━━ LISTED RECORDS

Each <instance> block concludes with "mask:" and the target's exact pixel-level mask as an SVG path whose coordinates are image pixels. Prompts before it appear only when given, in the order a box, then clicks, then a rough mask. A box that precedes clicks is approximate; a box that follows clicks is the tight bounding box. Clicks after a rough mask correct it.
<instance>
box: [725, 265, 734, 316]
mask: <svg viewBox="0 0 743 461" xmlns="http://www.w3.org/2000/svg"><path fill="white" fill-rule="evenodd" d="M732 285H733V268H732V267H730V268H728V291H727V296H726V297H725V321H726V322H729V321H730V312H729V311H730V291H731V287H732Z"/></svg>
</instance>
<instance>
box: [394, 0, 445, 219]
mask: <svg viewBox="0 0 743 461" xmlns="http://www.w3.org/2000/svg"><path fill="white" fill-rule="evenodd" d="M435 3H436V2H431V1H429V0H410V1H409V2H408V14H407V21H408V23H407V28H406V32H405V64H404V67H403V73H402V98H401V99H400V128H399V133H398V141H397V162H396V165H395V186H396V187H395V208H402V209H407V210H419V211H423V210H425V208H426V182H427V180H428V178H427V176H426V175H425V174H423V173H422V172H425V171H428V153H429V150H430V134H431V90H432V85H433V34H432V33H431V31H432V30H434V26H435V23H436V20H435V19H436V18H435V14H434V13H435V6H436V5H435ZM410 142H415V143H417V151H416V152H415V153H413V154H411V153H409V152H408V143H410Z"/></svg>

━━━━

Every record must be given again exactly as it was written.

TASK SOLUTION:
Each <instance> block concludes with "mask:" and the target's exact pixel-level mask as an SVG path whose coordinates are image pixels. Prompts before it appear only when given, in the order a box, then clicks, then a rough mask. A box that precedes clicks is approximate; a box that follows clicks is the tight bounding box. Clicks after a rough mask correct it.
<instance>
box: [725, 265, 734, 316]
mask: <svg viewBox="0 0 743 461" xmlns="http://www.w3.org/2000/svg"><path fill="white" fill-rule="evenodd" d="M732 285H733V268H732V267H730V268H728V291H727V296H726V297H725V321H726V322H729V321H730V312H729V311H730V291H731V287H732Z"/></svg>
</instance>
<instance>
box: [394, 0, 445, 219]
mask: <svg viewBox="0 0 743 461" xmlns="http://www.w3.org/2000/svg"><path fill="white" fill-rule="evenodd" d="M435 3H436V2H431V1H429V0H410V1H409V2H408V14H407V21H408V23H407V28H406V32H405V64H404V67H403V73H402V98H401V99H400V128H399V133H398V141H397V162H396V165H395V186H396V187H395V208H402V209H407V210H419V211H423V210H425V208H426V182H427V180H428V178H427V176H426V175H425V174H423V173H422V172H425V171H428V153H429V150H430V134H431V90H432V85H433V34H432V33H431V31H432V30H434V26H435V23H436V20H435V19H436V18H435V14H434V13H435V6H436V5H435ZM410 142H415V143H417V151H416V152H415V153H413V154H411V153H409V152H408V143H410Z"/></svg>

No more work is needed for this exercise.